**EXERCISE INPUT:**
====================
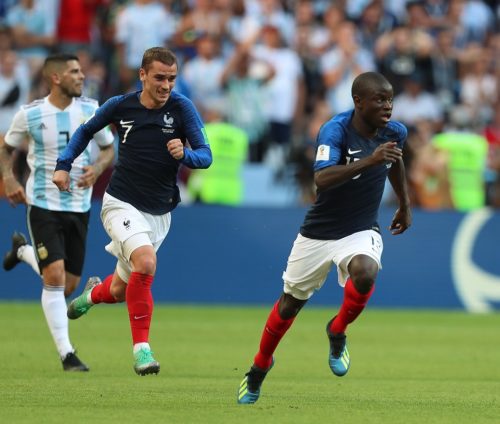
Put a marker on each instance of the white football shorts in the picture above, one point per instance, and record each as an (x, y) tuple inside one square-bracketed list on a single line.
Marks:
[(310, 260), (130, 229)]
====================
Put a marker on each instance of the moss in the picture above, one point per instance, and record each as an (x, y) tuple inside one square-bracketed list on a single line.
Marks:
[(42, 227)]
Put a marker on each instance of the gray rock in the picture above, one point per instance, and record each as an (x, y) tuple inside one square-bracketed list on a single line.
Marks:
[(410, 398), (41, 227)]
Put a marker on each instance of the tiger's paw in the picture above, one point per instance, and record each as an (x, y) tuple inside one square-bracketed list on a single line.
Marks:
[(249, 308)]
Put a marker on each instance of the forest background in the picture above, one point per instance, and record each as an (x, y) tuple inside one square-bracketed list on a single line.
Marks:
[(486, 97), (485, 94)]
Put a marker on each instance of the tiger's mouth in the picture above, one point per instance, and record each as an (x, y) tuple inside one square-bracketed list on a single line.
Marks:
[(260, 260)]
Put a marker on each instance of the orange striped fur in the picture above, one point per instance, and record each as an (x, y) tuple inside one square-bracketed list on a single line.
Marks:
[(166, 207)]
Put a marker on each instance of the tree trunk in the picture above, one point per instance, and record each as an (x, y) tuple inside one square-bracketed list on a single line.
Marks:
====================
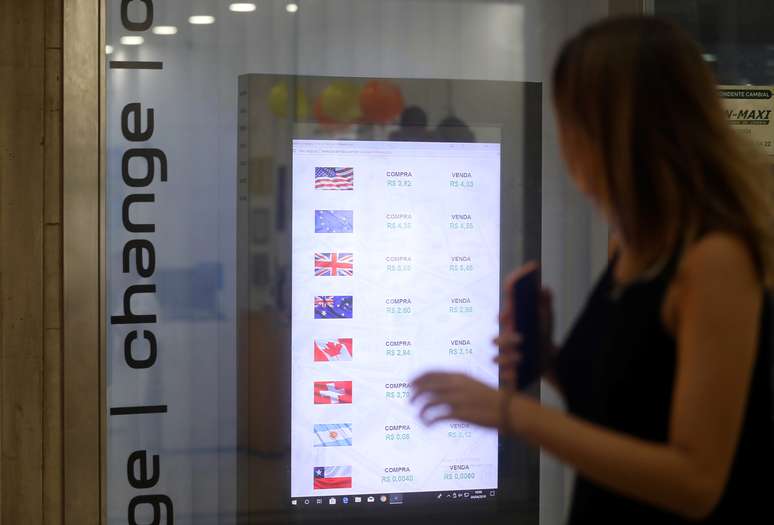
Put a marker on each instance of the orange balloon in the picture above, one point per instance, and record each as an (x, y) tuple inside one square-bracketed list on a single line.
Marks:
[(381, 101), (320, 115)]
====================
Reproduce only the part of the listing from the line with "Put a marker on each instance of the white" up to and including the line with "[(310, 260), (130, 229)]", with "soccer shorts" substituted for "football shorts" and nothing else changed.

**ANSWER FOR THE TASK:**
Put a marker on each instance of the white soccer shorts in the picture above, one point per instance, and record each as an (x, y) tuple inside one square-bracketed list on a single line.
Marks:
[(310, 260), (130, 229)]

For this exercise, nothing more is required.